**DATASET RECORDS:**
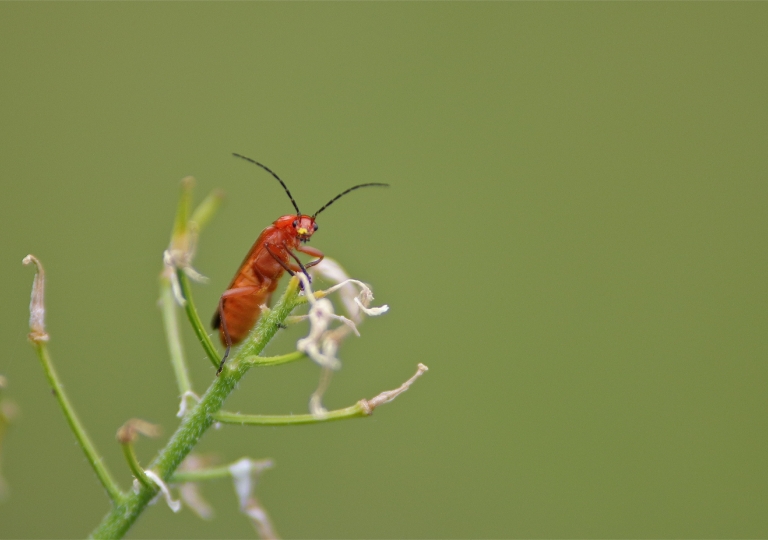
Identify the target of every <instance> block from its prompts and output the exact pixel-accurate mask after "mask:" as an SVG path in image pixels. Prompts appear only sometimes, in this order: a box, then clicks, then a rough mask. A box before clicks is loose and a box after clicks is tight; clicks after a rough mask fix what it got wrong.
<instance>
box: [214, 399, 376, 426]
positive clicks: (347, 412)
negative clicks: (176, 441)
mask: <svg viewBox="0 0 768 540" xmlns="http://www.w3.org/2000/svg"><path fill="white" fill-rule="evenodd" d="M370 414H371V413H370V409H369V408H368V409H367V408H366V407H365V405H364V404H363V402H362V401H358V402H357V403H355V404H354V405H352V406H351V407H346V408H344V409H336V410H335V411H328V412H326V413H324V414H322V415H317V416H316V415H314V414H291V415H262V414H240V413H232V412H227V411H219V412H217V413H214V414H212V415H211V416H213V418H214V419H215V420H216V421H217V422H221V423H223V424H240V425H250V426H294V425H300V424H320V423H322V422H332V421H334V420H346V419H347V418H360V417H362V416H368V415H370Z"/></svg>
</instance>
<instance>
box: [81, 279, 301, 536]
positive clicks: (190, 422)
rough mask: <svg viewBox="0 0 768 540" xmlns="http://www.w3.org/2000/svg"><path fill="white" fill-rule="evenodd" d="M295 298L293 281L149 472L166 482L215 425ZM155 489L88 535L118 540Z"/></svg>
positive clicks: (295, 298) (295, 295)
mask: <svg viewBox="0 0 768 540" xmlns="http://www.w3.org/2000/svg"><path fill="white" fill-rule="evenodd" d="M185 295H186V297H187V301H188V302H189V301H190V300H191V297H190V296H189V294H188V292H187V291H185ZM297 295H298V281H297V280H295V279H292V280H291V281H290V282H289V284H288V288H287V289H286V291H285V294H284V295H283V297H282V298H281V299H280V301H279V302H278V303H277V305H276V306H275V307H274V309H272V310H271V311H270V312H269V314H267V315H265V316H264V317H262V318H261V319H259V322H258V323H257V325H256V329H255V330H254V331H253V332H252V333H251V335H250V337H249V338H248V340H247V341H246V342H245V343H244V344H243V346H242V347H241V348H240V349H239V350H238V351H237V352H236V353H235V354H234V355H233V358H232V362H228V363H227V364H225V366H224V370H223V371H222V372H221V374H220V375H219V376H218V377H217V378H216V379H215V380H214V381H213V383H212V384H211V386H210V387H209V388H208V390H207V391H206V392H205V394H204V395H203V397H202V398H201V399H200V402H199V403H198V404H197V405H195V407H194V408H193V409H192V410H191V411H190V413H189V414H188V415H187V416H185V417H184V419H183V420H182V422H181V425H180V426H179V427H178V429H177V430H176V432H175V433H174V434H173V436H172V437H171V440H170V441H168V443H167V444H166V446H165V448H163V449H162V450H161V451H160V453H159V454H158V456H157V457H156V458H155V460H154V461H153V462H152V463H151V464H150V466H149V469H151V470H153V471H154V472H155V473H156V474H157V475H158V476H160V478H162V479H163V480H165V481H168V479H169V478H171V477H172V475H173V473H174V471H175V470H176V468H177V467H178V466H179V464H180V463H181V462H182V460H183V459H184V458H185V457H186V456H187V454H189V452H190V451H191V450H192V448H193V447H194V446H195V445H196V444H197V442H198V441H199V440H200V437H202V436H203V434H204V433H205V432H206V430H207V429H208V428H209V427H211V425H212V424H213V422H214V419H213V417H212V416H211V414H212V413H215V412H217V411H219V410H220V409H221V406H222V404H223V403H224V400H225V399H226V398H227V396H229V394H230V393H231V392H232V390H234V388H235V385H237V383H238V382H239V381H240V379H242V377H243V376H244V375H245V374H246V373H247V372H248V370H249V369H250V368H251V366H252V365H251V364H250V363H248V362H242V361H241V360H242V359H244V358H246V357H248V356H254V355H258V354H259V353H260V352H261V351H262V350H264V347H266V345H267V343H269V341H270V340H271V339H272V337H273V336H274V335H275V334H276V333H277V331H278V329H279V328H280V325H281V324H283V321H285V318H286V317H287V316H288V315H289V314H290V313H291V311H292V310H293V308H294V307H296V299H297ZM157 490H158V488H157V487H155V486H151V487H146V486H142V487H141V489H139V491H138V492H133V493H130V494H128V495H127V496H126V497H125V499H123V500H121V501H120V502H119V504H117V505H115V506H114V507H113V509H112V510H111V511H110V512H109V513H107V515H106V516H104V519H103V520H102V522H101V523H100V524H99V525H98V527H97V528H96V529H95V530H94V531H93V532H92V533H91V536H92V537H93V538H121V537H122V536H123V535H124V534H125V533H126V532H127V531H128V529H129V528H130V527H131V525H133V523H134V522H135V521H136V519H137V518H138V517H139V515H140V514H141V512H142V511H143V510H144V508H145V507H146V505H147V504H148V503H149V501H151V500H152V498H153V497H154V496H155V494H156V493H157Z"/></svg>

**TASK GOAL:** Report each line above that includes the string "instance".

**COMPLETED EXERCISE:**
Identify the target of every <instance> block from its prompts and output the exact pixel-accurate mask after "mask:" as an SVG path in image pixels. Prompts appear only sometimes, in this order: a box, then clicks, then a rough mask. A box before clicks is loose and a box after clicks is tight; clicks after a rough mask fix what it got wrong.
<instance>
</instance>
<instance>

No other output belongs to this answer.